[Begin Excerpted passage]

Terms of service  (also known as terms of use and terms and conditions, commonly abbreviated as TOS or ToS, ToU or T&C) are the legal agreements between a service provider and a person who wants to use that service.  The person must agree to abide by the terms of service in order to use the offered service. Terms of service can also be merely a disclaimer, especially regarding the use of websites. Vague language and lengthy sentences used in the terms of use have brought concerns on customer privacy and raised public awareness in many ways.

Usage
The Terms of Service Agreement is mainly used for legal purposes by companies which provide software or services, such as web browsers, e-commerce, web search engines, social media, and transport services. 

A legitimate terms-of-service agreement is legally binding and may be subject to change. Companies can enforce the terms by refusing service. Customers can enforce by filing a lawsuit or arbitration case if they can show they were actually harmed by a breach of the terms. There is a heightened risk of data going astray during corporate changes, including mergers, divestitures, buyouts, downsizing, etc., when data can be transferred improperly.

[End Excerpted passage]

(Written problem A):
Find each line in the records that contains the string "steep" and copy it out, treating uppercase and lowercase as different.
The records have no connection to the terms of service passage.

[Begin Given data]

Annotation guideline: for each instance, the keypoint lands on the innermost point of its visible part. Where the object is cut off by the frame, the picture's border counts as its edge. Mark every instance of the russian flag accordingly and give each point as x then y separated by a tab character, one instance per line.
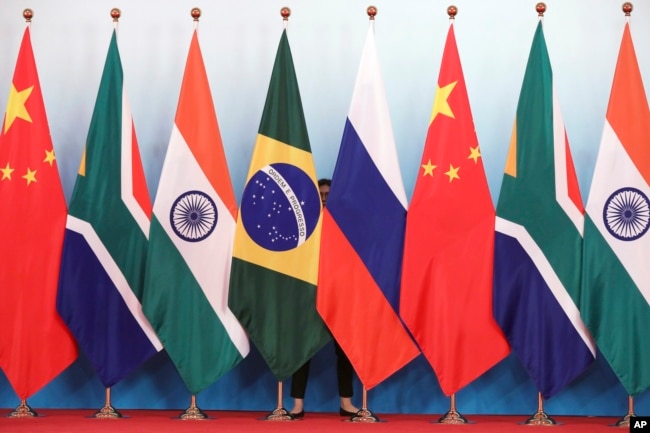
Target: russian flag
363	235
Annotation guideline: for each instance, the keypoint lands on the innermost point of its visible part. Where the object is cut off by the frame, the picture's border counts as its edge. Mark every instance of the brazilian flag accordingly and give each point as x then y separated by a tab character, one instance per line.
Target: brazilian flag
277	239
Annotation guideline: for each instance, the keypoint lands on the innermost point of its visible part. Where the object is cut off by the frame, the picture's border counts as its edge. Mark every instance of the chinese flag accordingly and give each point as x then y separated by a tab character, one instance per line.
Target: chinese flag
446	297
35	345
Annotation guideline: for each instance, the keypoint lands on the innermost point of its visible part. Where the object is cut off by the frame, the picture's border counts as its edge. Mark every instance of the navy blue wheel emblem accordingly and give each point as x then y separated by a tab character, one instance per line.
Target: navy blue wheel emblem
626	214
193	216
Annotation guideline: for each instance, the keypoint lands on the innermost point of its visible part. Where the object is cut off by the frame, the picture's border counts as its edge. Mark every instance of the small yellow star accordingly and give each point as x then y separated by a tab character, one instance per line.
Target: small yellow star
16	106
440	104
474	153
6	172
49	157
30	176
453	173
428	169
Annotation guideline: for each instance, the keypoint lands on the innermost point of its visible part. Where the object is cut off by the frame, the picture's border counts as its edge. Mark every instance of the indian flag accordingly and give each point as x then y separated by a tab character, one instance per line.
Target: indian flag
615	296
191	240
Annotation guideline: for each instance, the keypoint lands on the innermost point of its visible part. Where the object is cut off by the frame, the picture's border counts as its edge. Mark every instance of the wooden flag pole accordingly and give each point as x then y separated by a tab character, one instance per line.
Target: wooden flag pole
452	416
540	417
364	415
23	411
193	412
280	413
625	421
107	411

[End Given data]
[Begin Given data]

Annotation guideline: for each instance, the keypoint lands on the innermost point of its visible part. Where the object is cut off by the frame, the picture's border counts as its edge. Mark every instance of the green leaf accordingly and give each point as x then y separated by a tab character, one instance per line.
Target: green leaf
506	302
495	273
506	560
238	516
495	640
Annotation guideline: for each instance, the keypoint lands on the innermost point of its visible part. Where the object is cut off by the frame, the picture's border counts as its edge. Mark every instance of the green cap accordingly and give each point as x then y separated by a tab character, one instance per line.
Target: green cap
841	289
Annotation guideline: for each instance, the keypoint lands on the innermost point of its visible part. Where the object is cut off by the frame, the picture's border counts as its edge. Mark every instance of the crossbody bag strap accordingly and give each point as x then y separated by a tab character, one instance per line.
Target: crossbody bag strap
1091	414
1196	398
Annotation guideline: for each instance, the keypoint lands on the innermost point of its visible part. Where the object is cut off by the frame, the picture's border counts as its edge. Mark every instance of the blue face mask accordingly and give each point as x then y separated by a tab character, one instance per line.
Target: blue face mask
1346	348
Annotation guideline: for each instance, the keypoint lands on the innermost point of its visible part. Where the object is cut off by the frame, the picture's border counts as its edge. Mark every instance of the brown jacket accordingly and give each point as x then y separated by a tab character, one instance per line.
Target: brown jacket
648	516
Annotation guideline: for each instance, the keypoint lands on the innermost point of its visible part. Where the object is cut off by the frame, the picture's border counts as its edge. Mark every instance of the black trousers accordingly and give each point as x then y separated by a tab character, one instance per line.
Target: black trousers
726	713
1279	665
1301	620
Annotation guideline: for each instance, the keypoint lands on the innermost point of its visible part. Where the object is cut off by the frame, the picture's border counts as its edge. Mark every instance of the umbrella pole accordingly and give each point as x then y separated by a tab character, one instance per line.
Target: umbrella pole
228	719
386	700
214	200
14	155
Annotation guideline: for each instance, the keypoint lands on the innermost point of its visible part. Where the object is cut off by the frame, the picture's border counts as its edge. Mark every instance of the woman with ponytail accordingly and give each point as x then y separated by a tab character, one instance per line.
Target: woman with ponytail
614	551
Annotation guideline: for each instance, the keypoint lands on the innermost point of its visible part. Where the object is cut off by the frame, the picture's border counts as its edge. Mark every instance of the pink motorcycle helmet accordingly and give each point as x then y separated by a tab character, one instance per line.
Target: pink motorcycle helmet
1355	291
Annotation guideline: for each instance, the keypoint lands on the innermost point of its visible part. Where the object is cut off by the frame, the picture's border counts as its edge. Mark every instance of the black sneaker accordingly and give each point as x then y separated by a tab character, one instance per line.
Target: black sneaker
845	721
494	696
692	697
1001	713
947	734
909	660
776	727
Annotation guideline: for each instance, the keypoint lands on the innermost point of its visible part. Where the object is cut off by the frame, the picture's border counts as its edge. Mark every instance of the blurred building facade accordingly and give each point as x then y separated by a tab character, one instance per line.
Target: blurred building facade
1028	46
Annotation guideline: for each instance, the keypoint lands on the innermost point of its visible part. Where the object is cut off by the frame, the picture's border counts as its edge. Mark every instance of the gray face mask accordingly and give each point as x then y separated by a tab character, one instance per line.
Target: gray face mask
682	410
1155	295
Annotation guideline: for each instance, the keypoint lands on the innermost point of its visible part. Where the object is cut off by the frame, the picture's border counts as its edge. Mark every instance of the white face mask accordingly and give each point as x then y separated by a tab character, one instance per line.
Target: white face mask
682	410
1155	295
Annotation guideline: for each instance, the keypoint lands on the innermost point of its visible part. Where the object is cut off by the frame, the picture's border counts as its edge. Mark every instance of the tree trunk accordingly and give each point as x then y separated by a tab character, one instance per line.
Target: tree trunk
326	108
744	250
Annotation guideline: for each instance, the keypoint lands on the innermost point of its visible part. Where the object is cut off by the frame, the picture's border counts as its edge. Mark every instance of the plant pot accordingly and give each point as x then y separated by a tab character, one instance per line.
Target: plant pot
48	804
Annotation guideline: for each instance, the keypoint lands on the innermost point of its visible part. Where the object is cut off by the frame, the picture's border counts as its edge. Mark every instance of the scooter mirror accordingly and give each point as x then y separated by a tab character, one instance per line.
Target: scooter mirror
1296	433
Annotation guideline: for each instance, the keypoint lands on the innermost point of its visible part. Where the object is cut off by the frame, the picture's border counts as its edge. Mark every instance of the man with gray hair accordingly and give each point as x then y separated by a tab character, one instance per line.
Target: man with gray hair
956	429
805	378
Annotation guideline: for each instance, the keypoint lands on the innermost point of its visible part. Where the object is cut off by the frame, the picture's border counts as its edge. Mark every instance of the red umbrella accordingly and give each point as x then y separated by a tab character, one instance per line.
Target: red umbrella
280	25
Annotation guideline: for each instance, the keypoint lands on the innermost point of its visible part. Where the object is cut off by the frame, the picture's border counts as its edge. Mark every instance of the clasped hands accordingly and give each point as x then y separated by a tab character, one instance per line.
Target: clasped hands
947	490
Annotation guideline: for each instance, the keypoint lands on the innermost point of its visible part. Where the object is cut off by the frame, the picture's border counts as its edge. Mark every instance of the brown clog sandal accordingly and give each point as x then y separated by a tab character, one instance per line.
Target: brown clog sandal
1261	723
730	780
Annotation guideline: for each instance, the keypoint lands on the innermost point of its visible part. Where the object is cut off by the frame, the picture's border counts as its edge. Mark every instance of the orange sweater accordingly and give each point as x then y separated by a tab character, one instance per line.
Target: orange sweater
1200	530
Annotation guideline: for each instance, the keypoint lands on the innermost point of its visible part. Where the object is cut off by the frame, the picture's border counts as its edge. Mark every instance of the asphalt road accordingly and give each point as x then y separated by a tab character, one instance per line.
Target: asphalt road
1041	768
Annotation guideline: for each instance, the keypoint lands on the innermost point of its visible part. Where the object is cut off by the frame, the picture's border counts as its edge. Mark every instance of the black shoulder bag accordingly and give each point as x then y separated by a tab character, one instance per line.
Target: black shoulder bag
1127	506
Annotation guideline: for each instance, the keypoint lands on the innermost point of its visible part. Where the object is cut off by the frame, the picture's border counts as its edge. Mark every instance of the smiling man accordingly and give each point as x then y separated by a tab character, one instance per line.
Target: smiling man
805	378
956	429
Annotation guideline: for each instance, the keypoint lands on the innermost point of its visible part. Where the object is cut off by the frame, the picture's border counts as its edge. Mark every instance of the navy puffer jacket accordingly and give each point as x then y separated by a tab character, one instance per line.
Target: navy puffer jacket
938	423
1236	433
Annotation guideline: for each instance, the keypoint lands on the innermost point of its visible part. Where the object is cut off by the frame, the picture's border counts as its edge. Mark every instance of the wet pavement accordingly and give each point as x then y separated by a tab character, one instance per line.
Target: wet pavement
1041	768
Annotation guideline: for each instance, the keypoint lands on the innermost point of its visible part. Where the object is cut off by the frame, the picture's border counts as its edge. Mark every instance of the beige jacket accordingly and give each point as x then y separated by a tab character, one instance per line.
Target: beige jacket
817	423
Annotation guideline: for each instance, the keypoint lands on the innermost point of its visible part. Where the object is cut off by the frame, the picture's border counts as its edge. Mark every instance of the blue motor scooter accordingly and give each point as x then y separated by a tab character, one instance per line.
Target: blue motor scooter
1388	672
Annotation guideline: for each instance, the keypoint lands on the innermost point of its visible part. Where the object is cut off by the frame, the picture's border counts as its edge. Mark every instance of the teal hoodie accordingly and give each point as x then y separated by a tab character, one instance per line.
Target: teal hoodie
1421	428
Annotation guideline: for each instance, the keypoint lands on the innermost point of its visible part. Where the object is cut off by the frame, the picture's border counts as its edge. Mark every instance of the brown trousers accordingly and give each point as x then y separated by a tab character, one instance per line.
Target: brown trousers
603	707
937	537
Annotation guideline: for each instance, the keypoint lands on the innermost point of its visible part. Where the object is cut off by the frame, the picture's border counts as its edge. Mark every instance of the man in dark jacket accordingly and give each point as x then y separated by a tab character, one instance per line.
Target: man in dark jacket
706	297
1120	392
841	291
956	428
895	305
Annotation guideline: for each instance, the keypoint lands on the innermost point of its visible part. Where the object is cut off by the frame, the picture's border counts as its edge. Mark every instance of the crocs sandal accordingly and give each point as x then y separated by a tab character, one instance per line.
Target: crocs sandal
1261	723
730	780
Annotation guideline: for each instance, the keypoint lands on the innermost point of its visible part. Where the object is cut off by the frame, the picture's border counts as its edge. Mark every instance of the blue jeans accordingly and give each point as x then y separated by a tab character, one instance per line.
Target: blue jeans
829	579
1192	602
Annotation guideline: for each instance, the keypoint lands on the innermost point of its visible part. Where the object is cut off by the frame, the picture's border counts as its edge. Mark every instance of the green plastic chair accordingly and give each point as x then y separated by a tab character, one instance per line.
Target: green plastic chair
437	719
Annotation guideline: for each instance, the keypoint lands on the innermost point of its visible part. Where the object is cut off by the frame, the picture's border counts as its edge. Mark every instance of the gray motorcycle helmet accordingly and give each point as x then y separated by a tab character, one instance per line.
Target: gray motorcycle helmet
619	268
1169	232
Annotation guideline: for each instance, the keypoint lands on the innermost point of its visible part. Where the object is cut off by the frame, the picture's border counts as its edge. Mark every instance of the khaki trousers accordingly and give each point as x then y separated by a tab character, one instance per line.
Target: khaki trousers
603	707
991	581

[End Given data]
[Begin Given data]

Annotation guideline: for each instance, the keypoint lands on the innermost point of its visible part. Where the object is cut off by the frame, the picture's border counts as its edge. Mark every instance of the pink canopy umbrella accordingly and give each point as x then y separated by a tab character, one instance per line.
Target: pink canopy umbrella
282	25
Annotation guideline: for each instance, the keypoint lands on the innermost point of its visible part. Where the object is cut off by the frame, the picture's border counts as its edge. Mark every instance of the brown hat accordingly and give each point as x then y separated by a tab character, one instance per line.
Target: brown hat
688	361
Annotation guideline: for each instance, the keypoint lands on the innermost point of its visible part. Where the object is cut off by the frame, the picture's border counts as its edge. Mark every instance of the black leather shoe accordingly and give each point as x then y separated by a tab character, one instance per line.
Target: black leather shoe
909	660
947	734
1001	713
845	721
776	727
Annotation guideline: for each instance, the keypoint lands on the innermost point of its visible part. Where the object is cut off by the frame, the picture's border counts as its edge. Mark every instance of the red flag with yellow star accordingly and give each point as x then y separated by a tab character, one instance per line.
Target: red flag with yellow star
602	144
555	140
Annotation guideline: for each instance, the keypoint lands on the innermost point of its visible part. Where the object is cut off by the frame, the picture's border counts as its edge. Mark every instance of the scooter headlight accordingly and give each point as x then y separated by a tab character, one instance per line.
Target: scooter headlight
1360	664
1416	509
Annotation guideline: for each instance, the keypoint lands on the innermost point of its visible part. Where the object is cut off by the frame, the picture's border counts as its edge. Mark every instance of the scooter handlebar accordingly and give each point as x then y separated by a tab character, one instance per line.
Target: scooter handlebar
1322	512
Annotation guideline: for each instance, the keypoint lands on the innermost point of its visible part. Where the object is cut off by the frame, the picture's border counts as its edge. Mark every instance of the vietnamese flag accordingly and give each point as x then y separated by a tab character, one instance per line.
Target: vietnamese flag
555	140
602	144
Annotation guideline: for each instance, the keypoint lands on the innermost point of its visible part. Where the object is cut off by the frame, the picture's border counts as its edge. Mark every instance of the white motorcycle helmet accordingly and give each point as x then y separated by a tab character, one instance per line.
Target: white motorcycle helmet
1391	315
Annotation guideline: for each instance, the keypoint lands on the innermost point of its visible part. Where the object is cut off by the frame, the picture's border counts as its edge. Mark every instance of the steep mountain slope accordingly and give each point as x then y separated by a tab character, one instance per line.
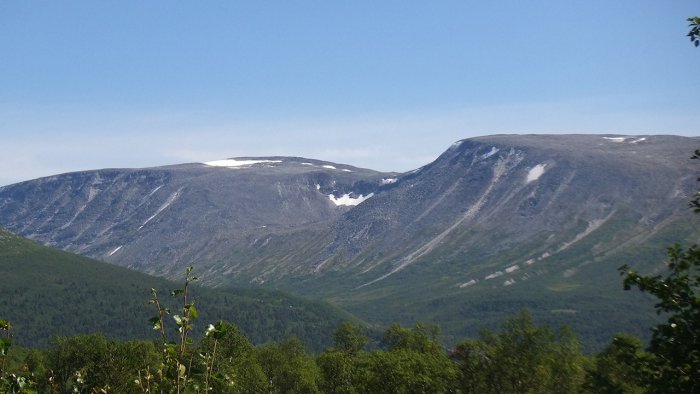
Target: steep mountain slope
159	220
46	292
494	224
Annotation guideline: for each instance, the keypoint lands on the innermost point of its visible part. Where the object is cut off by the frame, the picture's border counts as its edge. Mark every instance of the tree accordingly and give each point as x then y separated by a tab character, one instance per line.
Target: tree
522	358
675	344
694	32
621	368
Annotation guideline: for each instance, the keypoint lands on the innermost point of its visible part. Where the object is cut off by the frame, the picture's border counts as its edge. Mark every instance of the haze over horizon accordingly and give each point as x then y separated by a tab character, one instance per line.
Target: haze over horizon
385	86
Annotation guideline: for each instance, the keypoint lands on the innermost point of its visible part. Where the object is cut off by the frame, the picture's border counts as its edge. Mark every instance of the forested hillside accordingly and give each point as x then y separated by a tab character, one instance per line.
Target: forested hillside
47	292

[End Given data]

(Written problem B):
Write the next part of the terms of service passage, picking up after its last sentence.

(Exercise answer A):
Annotation guideline: for each instance, the keypoint lands on the innermost point of its visible part. Where the object is cut off by the frame, the picture's border counts as its edge. Mark every instance of the steep mountain slope accordingly and give each point as x then y separated by a tab character, one instance per line.
Target: steep mountain slope

(Exercise answer B):
Content
A terms of service agreement typically contains sections pertaining to one or more of the following topic:

Disambiguation/definition of key words and phrases
User rights and responsibilities
Proper or expected usage; definition of misuse
Accountability for online actions, behavior, and conduct
Privacy policy outlining the use of personal data
Payment details such as membership or subscription fees, etc.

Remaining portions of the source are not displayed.